• _PROVIDED ENTRIES_
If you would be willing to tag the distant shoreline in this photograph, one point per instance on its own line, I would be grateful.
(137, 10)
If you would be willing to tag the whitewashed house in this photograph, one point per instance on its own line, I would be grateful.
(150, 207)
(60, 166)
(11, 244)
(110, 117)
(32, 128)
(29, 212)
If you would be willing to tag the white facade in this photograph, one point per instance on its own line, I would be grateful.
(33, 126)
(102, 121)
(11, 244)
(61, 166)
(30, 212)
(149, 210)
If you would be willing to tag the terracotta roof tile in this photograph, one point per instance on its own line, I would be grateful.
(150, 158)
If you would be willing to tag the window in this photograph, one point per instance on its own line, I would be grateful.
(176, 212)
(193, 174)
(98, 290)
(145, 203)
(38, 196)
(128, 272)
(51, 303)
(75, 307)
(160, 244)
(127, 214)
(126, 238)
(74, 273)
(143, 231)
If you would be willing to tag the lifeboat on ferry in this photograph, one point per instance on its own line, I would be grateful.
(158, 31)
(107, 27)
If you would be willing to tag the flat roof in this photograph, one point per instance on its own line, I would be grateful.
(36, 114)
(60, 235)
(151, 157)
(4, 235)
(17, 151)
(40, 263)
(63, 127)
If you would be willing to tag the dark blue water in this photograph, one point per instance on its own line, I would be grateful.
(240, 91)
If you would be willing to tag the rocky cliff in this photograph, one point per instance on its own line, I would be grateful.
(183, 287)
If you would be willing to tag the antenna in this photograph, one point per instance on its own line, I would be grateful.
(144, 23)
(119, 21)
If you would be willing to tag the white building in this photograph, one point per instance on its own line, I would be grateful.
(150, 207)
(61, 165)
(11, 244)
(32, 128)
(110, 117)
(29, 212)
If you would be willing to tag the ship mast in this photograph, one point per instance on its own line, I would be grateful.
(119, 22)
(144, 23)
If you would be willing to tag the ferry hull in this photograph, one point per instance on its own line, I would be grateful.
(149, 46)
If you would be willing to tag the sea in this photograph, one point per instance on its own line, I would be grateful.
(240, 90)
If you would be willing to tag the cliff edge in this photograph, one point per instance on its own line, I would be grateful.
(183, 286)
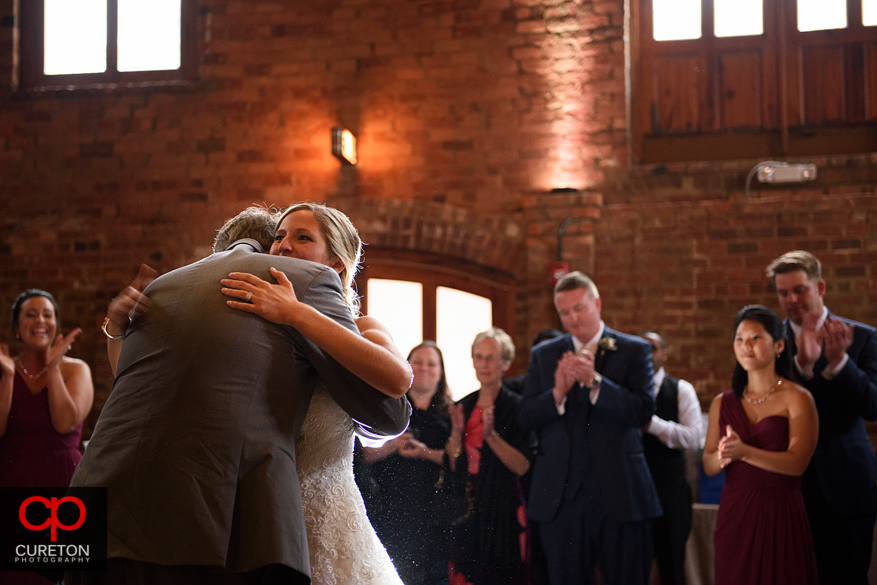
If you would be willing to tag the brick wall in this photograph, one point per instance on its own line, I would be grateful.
(468, 114)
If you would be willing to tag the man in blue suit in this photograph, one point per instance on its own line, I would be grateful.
(588, 394)
(836, 360)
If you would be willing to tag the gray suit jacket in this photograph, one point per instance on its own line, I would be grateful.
(196, 444)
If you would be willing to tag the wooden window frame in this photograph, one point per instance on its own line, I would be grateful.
(434, 271)
(31, 52)
(783, 128)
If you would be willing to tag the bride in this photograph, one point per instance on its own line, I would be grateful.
(343, 546)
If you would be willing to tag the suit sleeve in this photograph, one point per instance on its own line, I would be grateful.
(856, 383)
(377, 416)
(629, 399)
(537, 407)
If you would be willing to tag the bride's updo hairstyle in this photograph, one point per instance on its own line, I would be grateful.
(774, 327)
(342, 241)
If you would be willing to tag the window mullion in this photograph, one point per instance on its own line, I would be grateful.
(112, 38)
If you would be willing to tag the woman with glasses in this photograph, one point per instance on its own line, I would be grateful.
(485, 458)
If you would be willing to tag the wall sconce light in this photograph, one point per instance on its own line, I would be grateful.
(344, 145)
(771, 171)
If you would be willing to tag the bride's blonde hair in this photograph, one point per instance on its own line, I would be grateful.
(342, 241)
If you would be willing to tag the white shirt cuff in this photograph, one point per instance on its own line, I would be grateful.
(561, 408)
(830, 373)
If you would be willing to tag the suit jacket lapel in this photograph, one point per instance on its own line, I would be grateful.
(600, 358)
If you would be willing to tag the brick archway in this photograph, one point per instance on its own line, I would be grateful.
(497, 241)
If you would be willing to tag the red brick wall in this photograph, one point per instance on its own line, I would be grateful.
(467, 114)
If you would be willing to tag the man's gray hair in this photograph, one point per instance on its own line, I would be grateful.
(255, 222)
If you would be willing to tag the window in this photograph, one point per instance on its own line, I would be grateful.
(726, 79)
(419, 300)
(82, 42)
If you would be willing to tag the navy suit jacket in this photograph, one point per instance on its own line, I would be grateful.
(844, 465)
(595, 447)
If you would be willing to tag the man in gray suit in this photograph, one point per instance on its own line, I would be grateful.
(196, 442)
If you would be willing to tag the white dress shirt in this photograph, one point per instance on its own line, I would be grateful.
(686, 434)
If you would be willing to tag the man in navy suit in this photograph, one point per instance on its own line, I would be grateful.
(588, 394)
(836, 360)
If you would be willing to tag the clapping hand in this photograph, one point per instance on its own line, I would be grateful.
(7, 366)
(488, 419)
(63, 344)
(731, 447)
(131, 302)
(838, 337)
(572, 368)
(810, 341)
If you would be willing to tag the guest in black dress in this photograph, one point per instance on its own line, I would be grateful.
(485, 460)
(405, 472)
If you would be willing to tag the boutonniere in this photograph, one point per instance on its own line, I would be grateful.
(607, 344)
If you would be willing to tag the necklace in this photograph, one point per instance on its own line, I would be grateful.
(28, 374)
(766, 396)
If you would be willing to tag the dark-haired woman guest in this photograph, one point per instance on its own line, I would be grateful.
(405, 472)
(762, 433)
(44, 397)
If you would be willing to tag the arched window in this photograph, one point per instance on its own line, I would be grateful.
(421, 297)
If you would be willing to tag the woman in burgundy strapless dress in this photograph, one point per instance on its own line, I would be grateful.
(44, 397)
(762, 433)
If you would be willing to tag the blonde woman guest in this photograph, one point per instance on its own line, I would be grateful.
(486, 458)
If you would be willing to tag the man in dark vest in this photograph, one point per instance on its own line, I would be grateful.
(675, 426)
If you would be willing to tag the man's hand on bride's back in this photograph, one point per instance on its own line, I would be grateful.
(275, 302)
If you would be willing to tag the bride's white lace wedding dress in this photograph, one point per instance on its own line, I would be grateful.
(344, 549)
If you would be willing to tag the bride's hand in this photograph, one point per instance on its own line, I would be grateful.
(413, 449)
(275, 302)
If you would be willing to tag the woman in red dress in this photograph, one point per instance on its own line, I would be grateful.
(762, 433)
(44, 397)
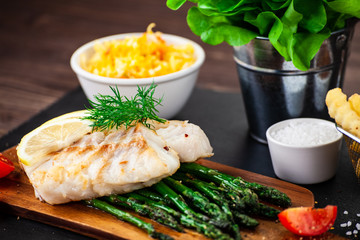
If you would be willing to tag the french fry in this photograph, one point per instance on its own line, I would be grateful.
(342, 111)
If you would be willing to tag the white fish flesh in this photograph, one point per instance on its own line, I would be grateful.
(117, 161)
(101, 164)
(187, 139)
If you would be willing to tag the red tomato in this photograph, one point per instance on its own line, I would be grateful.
(308, 221)
(6, 166)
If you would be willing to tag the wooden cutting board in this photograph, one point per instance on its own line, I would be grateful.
(17, 197)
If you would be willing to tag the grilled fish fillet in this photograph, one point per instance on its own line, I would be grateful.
(187, 139)
(101, 164)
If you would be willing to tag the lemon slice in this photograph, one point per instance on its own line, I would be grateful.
(50, 137)
(75, 114)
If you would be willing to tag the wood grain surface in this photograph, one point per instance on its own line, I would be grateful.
(37, 39)
(17, 196)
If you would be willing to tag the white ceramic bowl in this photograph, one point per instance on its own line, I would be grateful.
(175, 88)
(306, 152)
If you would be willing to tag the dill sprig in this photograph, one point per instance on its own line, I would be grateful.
(109, 112)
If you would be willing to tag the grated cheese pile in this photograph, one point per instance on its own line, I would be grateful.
(142, 56)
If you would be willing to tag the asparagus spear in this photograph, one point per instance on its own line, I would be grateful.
(224, 180)
(245, 220)
(266, 193)
(166, 192)
(218, 217)
(127, 217)
(202, 227)
(216, 195)
(153, 195)
(155, 214)
(264, 211)
(211, 192)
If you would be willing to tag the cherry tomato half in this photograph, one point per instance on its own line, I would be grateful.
(308, 221)
(6, 166)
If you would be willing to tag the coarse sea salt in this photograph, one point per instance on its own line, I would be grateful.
(297, 133)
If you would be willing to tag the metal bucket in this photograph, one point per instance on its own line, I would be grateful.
(274, 90)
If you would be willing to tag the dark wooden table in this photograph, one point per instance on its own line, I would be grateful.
(38, 37)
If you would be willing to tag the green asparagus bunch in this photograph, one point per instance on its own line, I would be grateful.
(200, 198)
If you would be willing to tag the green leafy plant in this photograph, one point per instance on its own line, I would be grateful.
(296, 28)
(109, 112)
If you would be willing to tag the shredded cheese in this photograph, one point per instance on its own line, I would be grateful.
(142, 56)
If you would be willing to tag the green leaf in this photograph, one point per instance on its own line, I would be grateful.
(175, 4)
(271, 5)
(349, 7)
(233, 35)
(306, 45)
(314, 15)
(225, 6)
(290, 25)
(264, 22)
(283, 43)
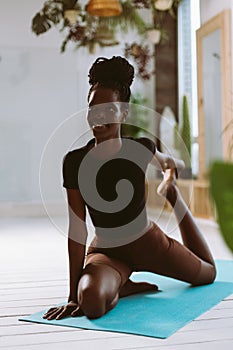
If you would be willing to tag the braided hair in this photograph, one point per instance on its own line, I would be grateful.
(115, 73)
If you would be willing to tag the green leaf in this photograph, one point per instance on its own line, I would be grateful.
(221, 187)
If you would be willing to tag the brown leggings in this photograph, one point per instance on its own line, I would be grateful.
(153, 252)
(107, 270)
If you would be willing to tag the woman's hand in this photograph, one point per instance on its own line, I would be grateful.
(164, 161)
(59, 312)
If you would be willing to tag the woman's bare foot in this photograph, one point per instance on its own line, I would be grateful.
(167, 187)
(131, 287)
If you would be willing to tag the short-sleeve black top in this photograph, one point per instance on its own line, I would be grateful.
(130, 165)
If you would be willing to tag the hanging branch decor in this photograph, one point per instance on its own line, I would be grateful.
(84, 29)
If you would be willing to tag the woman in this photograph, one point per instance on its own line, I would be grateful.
(98, 279)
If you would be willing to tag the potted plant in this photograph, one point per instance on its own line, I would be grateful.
(183, 140)
(221, 189)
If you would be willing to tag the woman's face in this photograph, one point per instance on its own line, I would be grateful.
(105, 113)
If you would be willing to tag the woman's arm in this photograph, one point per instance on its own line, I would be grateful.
(163, 161)
(77, 236)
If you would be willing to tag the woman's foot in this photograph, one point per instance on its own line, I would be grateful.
(131, 287)
(167, 188)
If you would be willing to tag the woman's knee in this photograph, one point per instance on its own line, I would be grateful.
(92, 302)
(206, 275)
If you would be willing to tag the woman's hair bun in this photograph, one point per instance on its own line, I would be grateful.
(116, 69)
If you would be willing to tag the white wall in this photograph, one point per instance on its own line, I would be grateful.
(210, 8)
(39, 89)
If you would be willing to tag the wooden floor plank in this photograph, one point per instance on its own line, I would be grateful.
(105, 339)
(35, 284)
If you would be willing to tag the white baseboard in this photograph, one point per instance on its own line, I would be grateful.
(35, 209)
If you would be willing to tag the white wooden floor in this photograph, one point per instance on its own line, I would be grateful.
(33, 276)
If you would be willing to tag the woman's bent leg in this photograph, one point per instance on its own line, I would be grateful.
(191, 236)
(98, 290)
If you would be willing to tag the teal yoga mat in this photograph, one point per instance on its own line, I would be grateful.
(156, 314)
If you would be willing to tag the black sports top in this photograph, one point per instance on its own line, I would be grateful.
(111, 206)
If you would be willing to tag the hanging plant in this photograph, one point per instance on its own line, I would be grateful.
(141, 56)
(85, 30)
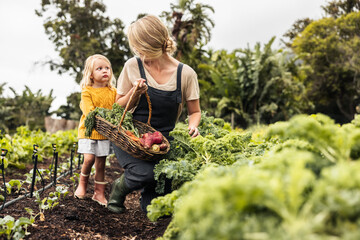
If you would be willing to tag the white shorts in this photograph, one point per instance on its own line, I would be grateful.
(99, 148)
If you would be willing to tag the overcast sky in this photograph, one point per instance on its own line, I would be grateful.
(238, 23)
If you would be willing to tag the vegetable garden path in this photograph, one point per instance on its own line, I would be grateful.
(86, 219)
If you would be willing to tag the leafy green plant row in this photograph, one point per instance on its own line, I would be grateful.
(17, 229)
(20, 145)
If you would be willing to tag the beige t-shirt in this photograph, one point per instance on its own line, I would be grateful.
(189, 82)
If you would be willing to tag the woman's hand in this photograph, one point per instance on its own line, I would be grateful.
(193, 131)
(142, 88)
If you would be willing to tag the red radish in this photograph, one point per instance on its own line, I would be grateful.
(148, 140)
(163, 146)
(155, 148)
(157, 137)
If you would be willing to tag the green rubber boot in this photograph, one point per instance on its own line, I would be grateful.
(117, 196)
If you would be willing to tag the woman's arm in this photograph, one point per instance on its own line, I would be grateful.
(86, 103)
(194, 113)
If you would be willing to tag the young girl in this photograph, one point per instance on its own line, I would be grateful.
(96, 92)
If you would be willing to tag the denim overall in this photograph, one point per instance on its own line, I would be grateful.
(139, 174)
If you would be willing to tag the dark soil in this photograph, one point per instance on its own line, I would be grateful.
(84, 219)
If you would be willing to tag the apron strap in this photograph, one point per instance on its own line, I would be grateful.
(178, 78)
(178, 83)
(141, 68)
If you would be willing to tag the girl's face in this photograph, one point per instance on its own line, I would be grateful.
(101, 73)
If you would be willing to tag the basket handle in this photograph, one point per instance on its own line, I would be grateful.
(128, 103)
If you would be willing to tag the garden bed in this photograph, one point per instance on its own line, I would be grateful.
(86, 219)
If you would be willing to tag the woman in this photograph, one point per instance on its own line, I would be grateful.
(169, 84)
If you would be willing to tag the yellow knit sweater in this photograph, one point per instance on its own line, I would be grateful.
(90, 99)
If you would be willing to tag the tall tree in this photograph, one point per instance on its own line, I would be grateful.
(190, 25)
(337, 8)
(255, 85)
(28, 108)
(78, 29)
(333, 8)
(329, 48)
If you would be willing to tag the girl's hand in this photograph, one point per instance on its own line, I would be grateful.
(193, 131)
(142, 86)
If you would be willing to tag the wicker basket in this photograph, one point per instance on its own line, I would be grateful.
(117, 135)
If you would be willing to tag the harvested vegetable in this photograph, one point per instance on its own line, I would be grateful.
(157, 137)
(155, 148)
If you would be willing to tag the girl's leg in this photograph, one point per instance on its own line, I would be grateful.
(89, 160)
(100, 184)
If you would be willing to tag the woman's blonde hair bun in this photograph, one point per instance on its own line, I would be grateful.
(150, 38)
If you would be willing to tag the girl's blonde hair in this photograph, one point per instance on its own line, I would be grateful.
(149, 37)
(89, 68)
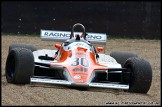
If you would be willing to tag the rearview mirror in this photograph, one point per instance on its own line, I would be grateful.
(100, 49)
(58, 46)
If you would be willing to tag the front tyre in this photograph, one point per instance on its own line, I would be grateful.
(141, 77)
(19, 66)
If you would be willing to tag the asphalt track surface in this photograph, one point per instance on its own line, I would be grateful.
(43, 94)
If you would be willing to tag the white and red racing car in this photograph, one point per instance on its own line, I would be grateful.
(77, 62)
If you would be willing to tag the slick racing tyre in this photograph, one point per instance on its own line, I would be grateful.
(19, 66)
(27, 46)
(141, 75)
(121, 57)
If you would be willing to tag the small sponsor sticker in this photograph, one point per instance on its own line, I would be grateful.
(77, 76)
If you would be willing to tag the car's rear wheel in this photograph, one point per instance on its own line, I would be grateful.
(19, 66)
(141, 75)
(27, 46)
(121, 57)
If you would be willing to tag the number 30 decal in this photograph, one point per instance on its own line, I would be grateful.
(80, 61)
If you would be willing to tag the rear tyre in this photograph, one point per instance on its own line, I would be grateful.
(27, 46)
(141, 78)
(19, 66)
(121, 57)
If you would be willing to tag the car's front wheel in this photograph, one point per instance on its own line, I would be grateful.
(19, 66)
(141, 74)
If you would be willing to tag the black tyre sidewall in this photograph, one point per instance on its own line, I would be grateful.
(24, 66)
(141, 77)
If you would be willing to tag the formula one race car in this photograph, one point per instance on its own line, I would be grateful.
(77, 62)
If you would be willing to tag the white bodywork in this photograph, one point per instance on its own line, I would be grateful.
(103, 59)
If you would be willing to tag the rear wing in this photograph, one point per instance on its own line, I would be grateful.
(61, 36)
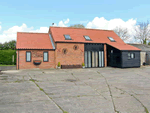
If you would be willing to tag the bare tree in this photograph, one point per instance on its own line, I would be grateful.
(142, 32)
(78, 26)
(122, 33)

• _WORK TO COMPLETE_
The range runs from the line containing "If you would be willing to tag the rear tyre" through the end of the entries; print those lines exactly and leave the pictures out.

• _EXERCISE RESPONSE_
If you would be willing to tag the rear tyre in this photograph, one point per instance on its own line, I would be grateful.
(27, 46)
(141, 78)
(19, 66)
(121, 57)
If you would be willing to tag the car's front wheel in this photograph, one point per instance on its own line, I would be grateful.
(19, 66)
(141, 74)
If you would be willing to tag the black tyre sidewall in this photograph, one point per instance on its own line, I would be grateful.
(24, 66)
(141, 77)
If you would be willing to tag the formula one race car in this photograph, one point per instance on its own line, I would be grateful.
(77, 62)
If you would be willing to tag the white bodywork in this photograph, one point per instance on its own line, I would be grateful.
(103, 59)
If you would be willing to tag the rear wing in this photograph, one point per instance on its own line, I would be grateful.
(61, 36)
If you would be willing to tag the bare tree in this photograph, one point per instance on its own line, I would be grateful.
(142, 32)
(78, 26)
(122, 33)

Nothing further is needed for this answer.